When I unmount the filesystem all the pages are moved from the unevictable list back to the free list but the system can kill just about every process before in an attempt to reclaim memory.

<after unmounting ramfs filesystem pages are removed from unevictable & freed>
active_anon:3549 inactive_anon:10305 isolated_anon:0
active_file:1279 inactive_file:4873 isolated_file:0
unevictable:0 dirty:10 writeback:0 unstable:0
free:893840 slab_reclaimable:1648 slab_unreclaimable:22334

The bottom line is I dont think we can support using either ramfs or tmpfs with no swap space and over-committing memory with those file systems.  In other words dont use the size=4G mount option on a 4GB system and expect it to work correctly if you use everything.


What do you think Jeff???

Larry

Comment 19 Larry Woodman 2011-02-01 22:01:04 UTC

Actually after looking at your dmesg output there is nothing on the unevictable list.  I cant reproduce that behavior, can you?

Larry

Comment 20 Jeff Moyer 2011-02-01 22:25:05 UTC

(In reply to comment #19)
> Actually after looking at your dmesg output there is nothing on the unevictable
> list.  I cant reproduce that behavior, can you?

I'll give it another try tomorrow and update the bug.  Thanks for looking into this, Larry!

Comment 21 Jeff Moyer 2011-02-03 16:51:17 UTC

OK, after talking with Larry, we agree that this is just the result of a misconfiguration.  Don't do that.

Comment 22 Larry Woodman 2011-02-03 16:59:11 UTC

Specifically the ramdisk driver allocates the pages for the ramdisk using alloc_pages and holds them in a private cache forever(until the system reboots).  Since this example overcommits the RAM in 2 ramdisks memory is exhausted and the system OOMkills everything until it finally panics because there is nothing else to OOMkill. 

Bottom line is you cant overcommit RAM using ramdisk, ramfs or tmpfs with no swap space or the system will OOMkill everything until it panics or hangs.

Larry

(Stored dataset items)

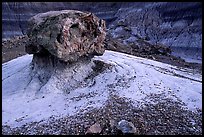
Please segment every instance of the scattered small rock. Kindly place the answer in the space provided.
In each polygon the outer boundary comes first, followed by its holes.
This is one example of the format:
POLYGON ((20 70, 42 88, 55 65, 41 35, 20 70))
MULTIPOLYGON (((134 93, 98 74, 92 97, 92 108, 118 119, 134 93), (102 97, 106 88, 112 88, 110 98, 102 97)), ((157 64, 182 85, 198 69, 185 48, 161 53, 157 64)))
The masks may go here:
POLYGON ((126 120, 121 120, 118 122, 117 128, 122 131, 123 134, 135 134, 137 133, 137 129, 133 125, 132 122, 128 122, 126 120))
POLYGON ((93 124, 87 131, 85 134, 99 134, 102 131, 102 128, 100 126, 100 124, 98 122, 96 122, 95 124, 93 124))

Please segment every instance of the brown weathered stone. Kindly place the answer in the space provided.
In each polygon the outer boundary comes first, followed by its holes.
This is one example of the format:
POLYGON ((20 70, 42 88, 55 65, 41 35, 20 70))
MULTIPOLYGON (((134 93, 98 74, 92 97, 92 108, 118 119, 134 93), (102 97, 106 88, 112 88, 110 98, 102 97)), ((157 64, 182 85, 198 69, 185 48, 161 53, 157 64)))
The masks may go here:
POLYGON ((47 51, 64 62, 75 62, 80 57, 102 55, 106 32, 105 21, 92 13, 75 10, 50 11, 29 20, 29 54, 47 51))

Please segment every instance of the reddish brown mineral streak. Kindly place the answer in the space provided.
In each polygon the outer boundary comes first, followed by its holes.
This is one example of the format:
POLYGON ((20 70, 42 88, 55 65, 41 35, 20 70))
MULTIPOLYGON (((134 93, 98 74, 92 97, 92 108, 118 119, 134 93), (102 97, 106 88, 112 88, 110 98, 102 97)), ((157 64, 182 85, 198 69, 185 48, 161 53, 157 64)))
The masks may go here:
POLYGON ((75 62, 84 56, 102 55, 105 51, 103 45, 106 35, 105 22, 92 13, 64 10, 55 11, 52 15, 52 12, 48 12, 34 16, 30 24, 28 34, 31 44, 26 46, 26 51, 30 54, 48 50, 62 61, 75 62), (55 27, 59 25, 61 27, 55 27), (37 46, 32 46, 34 44, 37 46))

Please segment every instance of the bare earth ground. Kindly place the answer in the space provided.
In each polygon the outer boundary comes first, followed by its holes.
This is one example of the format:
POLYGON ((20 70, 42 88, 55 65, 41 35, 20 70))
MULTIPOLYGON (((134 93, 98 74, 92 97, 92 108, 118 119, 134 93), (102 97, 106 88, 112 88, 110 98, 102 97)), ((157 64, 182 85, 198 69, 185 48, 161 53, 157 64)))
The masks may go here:
MULTIPOLYGON (((154 96, 154 95, 153 95, 154 96)), ((158 96, 158 95, 157 95, 158 96)), ((20 128, 11 129, 3 126, 5 135, 84 135, 87 129, 98 122, 102 131, 100 135, 122 135, 116 128, 121 119, 131 121, 137 128, 138 135, 201 135, 202 112, 184 110, 179 102, 165 97, 145 104, 142 108, 132 106, 118 96, 112 96, 106 106, 94 109, 84 115, 55 119, 48 122, 33 122, 20 128), (111 125, 110 121, 115 124, 111 125)))
MULTIPOLYGON (((25 37, 18 40, 7 40, 2 42, 2 63, 22 56, 25 53, 23 44, 26 43, 25 37)), ((157 57, 157 60, 175 65, 183 65, 167 57, 157 57)), ((201 64, 188 64, 202 73, 201 64)), ((94 109, 76 116, 55 119, 50 117, 48 122, 33 122, 18 128, 2 127, 2 134, 85 134, 87 129, 96 122, 102 128, 100 135, 122 134, 117 130, 117 123, 122 120, 131 121, 137 128, 139 135, 202 135, 202 110, 195 112, 182 108, 180 102, 175 102, 165 98, 162 94, 152 95, 155 104, 146 102, 143 107, 133 106, 131 102, 119 98, 117 95, 111 96, 107 104, 100 109, 94 109), (115 124, 111 125, 110 121, 115 124)))

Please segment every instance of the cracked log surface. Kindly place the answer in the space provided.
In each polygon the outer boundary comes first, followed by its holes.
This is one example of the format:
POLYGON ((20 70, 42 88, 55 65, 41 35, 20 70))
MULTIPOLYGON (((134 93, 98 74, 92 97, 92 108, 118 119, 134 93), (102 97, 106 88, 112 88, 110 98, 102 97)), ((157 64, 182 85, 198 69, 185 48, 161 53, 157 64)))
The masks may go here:
POLYGON ((105 21, 92 13, 75 10, 50 11, 29 20, 26 52, 51 54, 63 62, 102 55, 105 51, 105 21))

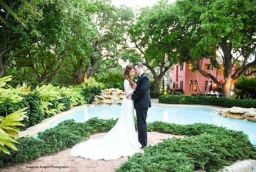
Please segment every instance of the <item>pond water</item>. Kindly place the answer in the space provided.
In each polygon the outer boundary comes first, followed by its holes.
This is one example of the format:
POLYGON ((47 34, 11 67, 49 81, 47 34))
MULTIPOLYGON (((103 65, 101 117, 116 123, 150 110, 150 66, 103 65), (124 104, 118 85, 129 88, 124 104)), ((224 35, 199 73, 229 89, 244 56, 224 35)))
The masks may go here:
MULTIPOLYGON (((93 117, 102 119, 116 119, 119 117, 120 109, 121 106, 118 105, 83 107, 75 109, 70 114, 58 118, 44 130, 54 127, 58 123, 69 119, 74 119, 76 122, 84 122, 93 117)), ((216 111, 210 109, 153 106, 149 109, 147 122, 152 122, 156 120, 180 125, 201 122, 222 126, 230 129, 244 131, 249 136, 250 142, 256 145, 256 122, 226 118, 218 115, 216 111)))

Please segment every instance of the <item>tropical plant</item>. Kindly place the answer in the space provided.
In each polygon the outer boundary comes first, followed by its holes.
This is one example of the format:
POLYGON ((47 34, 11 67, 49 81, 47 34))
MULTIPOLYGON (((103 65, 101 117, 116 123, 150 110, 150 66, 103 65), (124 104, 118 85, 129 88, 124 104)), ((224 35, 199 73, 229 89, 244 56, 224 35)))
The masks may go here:
POLYGON ((13 89, 10 85, 6 85, 6 83, 11 80, 12 76, 0 78, 0 103, 4 101, 6 98, 10 98, 12 102, 20 102, 24 98, 19 95, 19 94, 22 93, 22 89, 19 87, 13 89), (8 86, 9 88, 4 88, 3 87, 5 86, 8 86))
POLYGON ((256 99, 256 77, 241 76, 235 83, 232 98, 256 99))
POLYGON ((84 96, 81 94, 82 91, 81 88, 73 86, 69 87, 62 87, 60 89, 62 97, 66 96, 70 98, 71 107, 86 103, 84 96))
POLYGON ((43 85, 35 88, 35 91, 40 93, 42 98, 42 108, 45 115, 51 116, 64 109, 63 103, 56 101, 62 98, 60 87, 55 87, 51 84, 43 85))
POLYGON ((98 83, 94 78, 89 78, 86 82, 80 85, 82 88, 82 94, 87 103, 91 103, 95 95, 99 95, 104 85, 98 83))
POLYGON ((6 148, 9 147, 17 150, 13 143, 18 143, 19 129, 17 126, 24 126, 20 121, 27 118, 24 111, 26 108, 21 109, 6 117, 0 116, 0 150, 5 153, 10 154, 6 148))

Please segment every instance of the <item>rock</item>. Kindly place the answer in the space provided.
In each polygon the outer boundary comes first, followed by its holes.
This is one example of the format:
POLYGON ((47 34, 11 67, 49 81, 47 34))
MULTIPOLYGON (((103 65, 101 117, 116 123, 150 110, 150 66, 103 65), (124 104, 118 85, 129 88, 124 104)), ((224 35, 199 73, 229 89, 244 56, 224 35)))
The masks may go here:
POLYGON ((224 114, 224 113, 226 113, 226 112, 227 112, 227 111, 229 111, 229 109, 228 108, 227 108, 227 109, 222 109, 222 110, 219 110, 218 111, 218 114, 224 114))
POLYGON ((229 109, 229 111, 231 114, 244 114, 246 112, 246 110, 244 108, 239 107, 232 107, 229 109))
POLYGON ((226 111, 226 112, 222 114, 221 115, 223 116, 229 117, 229 118, 238 119, 238 120, 242 120, 242 119, 245 118, 245 117, 243 114, 231 114, 229 111, 226 111))
POLYGON ((256 122, 256 116, 252 117, 252 116, 246 116, 246 120, 250 120, 250 121, 255 121, 256 122))
POLYGON ((255 108, 247 109, 246 111, 244 113, 244 116, 251 117, 256 116, 256 109, 255 108))

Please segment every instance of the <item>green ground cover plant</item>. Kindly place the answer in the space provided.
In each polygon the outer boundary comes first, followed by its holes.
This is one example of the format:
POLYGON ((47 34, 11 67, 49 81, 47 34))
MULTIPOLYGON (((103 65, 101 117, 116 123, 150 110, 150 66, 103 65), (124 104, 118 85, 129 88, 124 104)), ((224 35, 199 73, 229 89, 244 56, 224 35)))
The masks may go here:
MULTIPOLYGON (((97 118, 84 122, 69 120, 39 133, 37 138, 19 138, 17 151, 12 150, 10 155, 0 154, 0 166, 31 161, 72 147, 92 133, 109 131, 116 121, 97 118)), ((181 125, 163 122, 149 123, 148 131, 186 136, 167 139, 146 147, 144 153, 129 158, 118 171, 154 171, 156 169, 160 171, 216 171, 238 160, 255 159, 255 148, 241 131, 213 125, 181 125)))

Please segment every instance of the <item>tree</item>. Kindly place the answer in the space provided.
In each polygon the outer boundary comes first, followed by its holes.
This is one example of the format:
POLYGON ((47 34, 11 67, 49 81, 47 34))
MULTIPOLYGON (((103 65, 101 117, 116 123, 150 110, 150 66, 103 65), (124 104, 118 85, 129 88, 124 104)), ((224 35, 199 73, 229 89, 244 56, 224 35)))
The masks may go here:
POLYGON ((24 43, 33 30, 33 23, 40 19, 40 15, 31 12, 31 6, 26 2, 1 1, 1 5, 0 77, 14 57, 24 50, 24 43), (22 25, 17 20, 22 21, 22 25))
POLYGON ((86 10, 90 8, 87 1, 36 1, 35 4, 43 19, 35 25, 30 43, 17 64, 30 67, 38 82, 51 82, 64 67, 72 71, 75 64, 88 59, 95 28, 86 10))
POLYGON ((84 64, 80 67, 84 72, 84 80, 97 72, 104 72, 108 68, 119 65, 119 54, 125 46, 127 26, 134 17, 130 8, 116 8, 109 1, 96 1, 93 5, 97 7, 93 22, 98 32, 96 36, 91 39, 93 52, 89 63, 86 64, 84 70, 84 64))
POLYGON ((178 17, 175 6, 161 1, 142 9, 129 30, 130 41, 134 45, 134 54, 152 74, 155 92, 159 91, 162 78, 179 56, 178 17))
POLYGON ((224 96, 230 97, 232 85, 256 65, 255 3, 250 0, 178 0, 176 4, 181 25, 186 33, 180 50, 183 60, 191 61, 196 70, 221 87, 224 96), (211 65, 217 69, 223 67, 223 83, 202 69, 203 58, 210 58, 211 65), (239 60, 241 63, 237 65, 239 60), (236 68, 234 74, 233 67, 236 68))

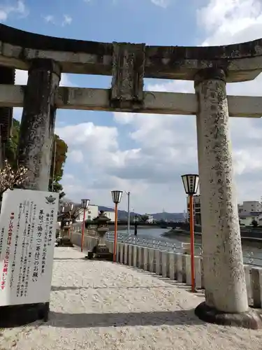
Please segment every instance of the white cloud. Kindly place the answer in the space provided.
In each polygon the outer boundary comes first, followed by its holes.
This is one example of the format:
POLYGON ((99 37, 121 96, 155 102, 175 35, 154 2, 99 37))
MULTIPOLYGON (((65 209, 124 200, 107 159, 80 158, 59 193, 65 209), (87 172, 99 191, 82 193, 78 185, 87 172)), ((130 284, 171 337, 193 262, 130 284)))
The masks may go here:
POLYGON ((52 15, 47 15, 46 16, 43 16, 43 19, 47 23, 52 23, 54 24, 54 17, 52 15))
POLYGON ((45 22, 54 25, 65 27, 72 23, 73 18, 68 15, 63 15, 63 19, 57 20, 54 15, 46 15, 43 16, 45 22))
POLYGON ((166 8, 170 4, 170 0, 151 0, 151 2, 157 6, 160 6, 166 8))
MULTIPOLYGON (((260 0, 205 2, 196 13, 205 34, 200 45, 228 44, 261 36, 260 0)), ((167 3, 154 0, 154 4, 165 6, 167 3)), ((27 73, 17 71, 17 83, 26 78, 27 73)), ((70 76, 63 75, 61 85, 70 85, 70 76)), ((193 82, 167 81, 151 84, 147 90, 194 92, 194 86, 193 82)), ((231 94, 262 96, 262 76, 228 84, 227 90, 231 94)), ((119 188, 131 192, 131 206, 136 211, 161 211, 163 206, 182 211, 185 196, 180 175, 197 171, 195 117, 114 113, 117 126, 111 127, 96 125, 94 120, 56 129, 69 146, 63 180, 68 197, 80 200, 87 196, 93 203, 111 205, 110 191, 119 188), (72 164, 79 172, 78 176, 73 175, 75 170, 72 164)), ((231 118, 231 127, 238 199, 259 200, 262 120, 231 118)), ((124 198, 121 206, 126 207, 124 198)))
MULTIPOLYGON (((196 16, 206 33, 202 45, 228 44, 261 36, 262 8, 259 1, 210 0, 196 16)), ((231 94, 262 95, 261 87, 262 76, 259 76, 254 81, 228 84, 227 90, 231 94)), ((150 85, 147 90, 192 92, 194 87, 192 82, 173 81, 150 85)), ((114 113, 114 120, 119 127, 129 130, 129 139, 133 144, 122 150, 117 130, 114 136, 111 134, 112 139, 96 138, 97 153, 96 148, 92 152, 100 160, 100 174, 96 173, 96 181, 90 182, 92 195, 105 203, 110 189, 116 185, 131 191, 135 210, 159 211, 163 206, 170 211, 182 211, 185 201, 180 176, 184 172, 197 171, 195 117, 114 113), (112 141, 114 148, 108 151, 112 141), (104 153, 99 151, 100 142, 104 153)), ((230 122, 238 199, 259 200, 262 120, 231 118, 230 122)), ((94 125, 92 130, 93 139, 94 125)), ((92 157, 94 160, 96 157, 92 157)), ((87 158, 90 162, 89 155, 87 158)), ((87 174, 90 165, 96 164, 89 163, 87 174)))
POLYGON ((0 21, 6 22, 9 16, 26 17, 29 10, 23 0, 8 0, 5 4, 0 4, 0 21))
POLYGON ((62 26, 69 25, 71 24, 73 18, 68 15, 64 15, 64 20, 62 22, 62 26))

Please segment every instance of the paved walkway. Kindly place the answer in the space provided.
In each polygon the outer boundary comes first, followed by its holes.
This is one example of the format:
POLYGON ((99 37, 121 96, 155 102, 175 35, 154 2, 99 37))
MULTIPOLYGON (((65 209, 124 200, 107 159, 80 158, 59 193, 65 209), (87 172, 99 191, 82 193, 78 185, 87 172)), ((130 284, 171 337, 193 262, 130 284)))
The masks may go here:
MULTIPOLYGON (((47 323, 1 331, 0 350, 261 350, 262 331, 205 323, 175 282, 57 248, 47 323)), ((1 315, 0 315, 1 317, 1 315)))

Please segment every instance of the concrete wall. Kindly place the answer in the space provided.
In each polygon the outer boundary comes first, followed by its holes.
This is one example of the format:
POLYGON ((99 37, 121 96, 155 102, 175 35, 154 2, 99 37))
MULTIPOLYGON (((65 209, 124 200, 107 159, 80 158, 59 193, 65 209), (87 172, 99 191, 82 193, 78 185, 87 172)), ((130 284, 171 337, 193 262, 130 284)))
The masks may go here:
MULTIPOLYGON (((72 243, 76 246, 81 244, 81 234, 73 232, 72 243)), ((91 250, 97 244, 98 238, 85 236, 84 248, 91 250)), ((111 253, 113 242, 105 241, 111 253)), ((118 243, 117 261, 159 276, 177 280, 178 282, 191 285, 190 255, 160 251, 153 248, 118 243)), ((204 289, 203 260, 201 256, 195 257, 196 287, 204 289)), ((262 308, 262 268, 252 265, 245 265, 247 291, 249 305, 262 308)))

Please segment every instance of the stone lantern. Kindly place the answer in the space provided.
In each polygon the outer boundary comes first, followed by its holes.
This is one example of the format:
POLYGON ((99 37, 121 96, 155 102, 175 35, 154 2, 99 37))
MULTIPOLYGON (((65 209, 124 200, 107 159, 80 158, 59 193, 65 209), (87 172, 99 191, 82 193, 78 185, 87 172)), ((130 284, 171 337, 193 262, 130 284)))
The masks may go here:
POLYGON ((109 230, 109 221, 110 219, 105 216, 104 211, 101 210, 99 215, 92 223, 87 224, 96 231, 96 235, 99 237, 99 243, 91 251, 88 252, 87 259, 112 260, 113 254, 109 251, 103 239, 105 233, 109 230))

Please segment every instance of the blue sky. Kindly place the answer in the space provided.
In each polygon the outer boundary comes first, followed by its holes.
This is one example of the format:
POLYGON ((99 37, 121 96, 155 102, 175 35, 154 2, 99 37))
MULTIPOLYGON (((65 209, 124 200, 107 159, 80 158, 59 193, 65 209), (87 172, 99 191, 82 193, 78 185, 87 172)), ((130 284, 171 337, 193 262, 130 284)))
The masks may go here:
MULTIPOLYGON (((262 33, 259 0, 0 0, 0 21, 54 36, 159 46, 228 44, 262 33)), ((17 83, 26 83, 27 72, 17 76, 17 83)), ((228 85, 228 93, 261 95, 261 80, 228 85)), ((108 88, 110 81, 66 74, 61 84, 108 88)), ((194 92, 192 82, 145 83, 147 90, 194 92)), ((238 118, 231 124, 239 201, 259 200, 261 123, 238 118)), ((119 188, 131 192, 136 211, 184 209, 180 175, 197 172, 194 117, 58 111, 56 126, 69 146, 63 185, 70 199, 112 205, 110 190, 119 188)))

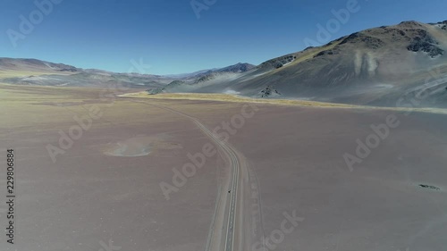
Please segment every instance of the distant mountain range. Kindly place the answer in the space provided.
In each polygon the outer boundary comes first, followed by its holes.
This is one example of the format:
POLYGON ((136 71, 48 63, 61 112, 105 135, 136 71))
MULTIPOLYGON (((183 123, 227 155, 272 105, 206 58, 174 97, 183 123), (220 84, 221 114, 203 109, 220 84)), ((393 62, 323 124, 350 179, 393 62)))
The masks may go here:
POLYGON ((403 21, 356 32, 257 66, 237 63, 180 75, 114 73, 3 58, 0 81, 85 87, 114 83, 144 88, 151 94, 237 93, 263 98, 447 107, 447 21, 403 21))

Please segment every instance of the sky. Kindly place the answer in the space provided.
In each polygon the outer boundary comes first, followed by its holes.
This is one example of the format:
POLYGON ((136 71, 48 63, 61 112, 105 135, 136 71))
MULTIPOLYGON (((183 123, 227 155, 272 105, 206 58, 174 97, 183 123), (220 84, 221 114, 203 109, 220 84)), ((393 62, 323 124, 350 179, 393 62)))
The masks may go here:
POLYGON ((447 1, 427 3, 0 0, 0 57, 159 75, 259 64, 365 29, 447 20, 447 1))

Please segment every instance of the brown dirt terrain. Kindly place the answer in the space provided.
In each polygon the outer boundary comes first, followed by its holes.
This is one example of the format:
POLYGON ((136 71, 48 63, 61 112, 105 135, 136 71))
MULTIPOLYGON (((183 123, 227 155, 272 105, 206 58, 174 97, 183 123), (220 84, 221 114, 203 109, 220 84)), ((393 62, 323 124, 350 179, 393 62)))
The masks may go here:
MULTIPOLYGON (((172 183, 172 169, 181 169, 190 162, 187 154, 200 152, 209 140, 181 116, 134 102, 140 98, 101 100, 100 92, 0 86, 4 114, 0 147, 15 150, 18 197, 17 244, 7 245, 4 237, 0 249, 100 250, 109 239, 120 250, 204 249, 218 177, 226 172, 221 156, 207 159, 165 200, 159 183, 172 183), (53 163, 46 146, 57 146, 59 130, 68 132, 77 124, 73 116, 89 114, 93 105, 103 115, 53 163), (133 157, 105 154, 118 143, 148 146, 150 153, 133 157)), ((209 100, 144 102, 197 117, 209 129, 231 121, 243 105, 209 100)), ((264 234, 270 237, 281 230, 283 213, 296 210, 304 218, 274 244, 275 250, 438 251, 446 246, 445 114, 256 105, 259 110, 229 142, 257 177, 264 234), (401 125, 350 172, 343 155, 355 154, 356 139, 365 141, 370 125, 384 123, 389 114, 395 114, 401 125)), ((2 172, 2 188, 4 176, 2 172)), ((0 193, 4 196, 5 188, 0 193)))

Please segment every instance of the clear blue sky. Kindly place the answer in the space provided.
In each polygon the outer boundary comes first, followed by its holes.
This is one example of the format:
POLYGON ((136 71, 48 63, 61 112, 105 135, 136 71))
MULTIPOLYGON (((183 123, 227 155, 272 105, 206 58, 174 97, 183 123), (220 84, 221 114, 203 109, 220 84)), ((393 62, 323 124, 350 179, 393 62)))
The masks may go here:
MULTIPOLYGON (((333 18, 331 11, 346 8, 349 1, 354 0, 197 0, 215 2, 198 19, 190 0, 63 0, 14 47, 7 30, 21 32, 20 16, 30 20, 38 9, 32 0, 0 0, 0 57, 120 72, 132 66, 132 59, 142 58, 151 65, 150 74, 239 62, 258 64, 302 50, 306 38, 316 41, 316 25, 325 26, 333 18)), ((358 4, 359 11, 331 33, 330 40, 401 21, 447 20, 445 0, 358 0, 358 4)))

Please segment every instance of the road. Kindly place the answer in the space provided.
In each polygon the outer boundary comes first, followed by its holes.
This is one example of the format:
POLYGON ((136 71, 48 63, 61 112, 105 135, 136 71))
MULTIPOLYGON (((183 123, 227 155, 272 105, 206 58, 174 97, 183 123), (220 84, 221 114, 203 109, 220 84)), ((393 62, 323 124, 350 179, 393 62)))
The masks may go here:
POLYGON ((244 214, 246 217, 249 217, 247 215, 249 214, 249 212, 244 213, 248 212, 247 206, 244 206, 244 197, 249 197, 246 195, 248 189, 244 188, 248 187, 249 179, 245 161, 241 160, 243 159, 242 155, 228 142, 221 140, 193 116, 152 103, 134 102, 164 109, 190 119, 220 148, 221 155, 225 156, 230 163, 231 174, 228 175, 228 180, 220 188, 205 251, 245 250, 247 247, 249 247, 248 235, 249 235, 250 230, 249 224, 246 224, 244 221, 244 214))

TASKS TO PERFORM —
a) In the bug discussion, how does the ramdisk driver allocate the pages for the ramdisk?
b) List every memory counter in the bug discussion's output after unmounting that shows a value of 0.
c) Retype the passage of the bug discussion character for character, starting at "When I unmount" and ending at "you use everything.".

RESPONSES BY TASK —
a) It allocates them using alloc_pages and holds them in a private cache until the system reboots.

b) isolated_anon, isolated_file, unevictable, writeback, unstable

c)
When I unmount the filesystem all the pages are moved from the unevictable list back to the free list but the system can kill just about every process before in an attempt to reclaim memory.

<after unmounting ramfs filesystem pages are removed from unevictable & freed>
active_anon:3549 inactive_anon:10305 isolated_anon:0
active_file:1279 inactive_file:4873 isolated_file:0
unevictable:0 dirty:10 writeback:0 unstable:0
free:893840 slab_reclaimable:1648 slab_unreclaimable:22334

The bottom line is I dont think we can support using either ramfs or tmpfs with no swap space and over-committing memory with those file systems.  In other words dont use the size=4G mount option on a 4GB system and expect it to work correctly if you use everything.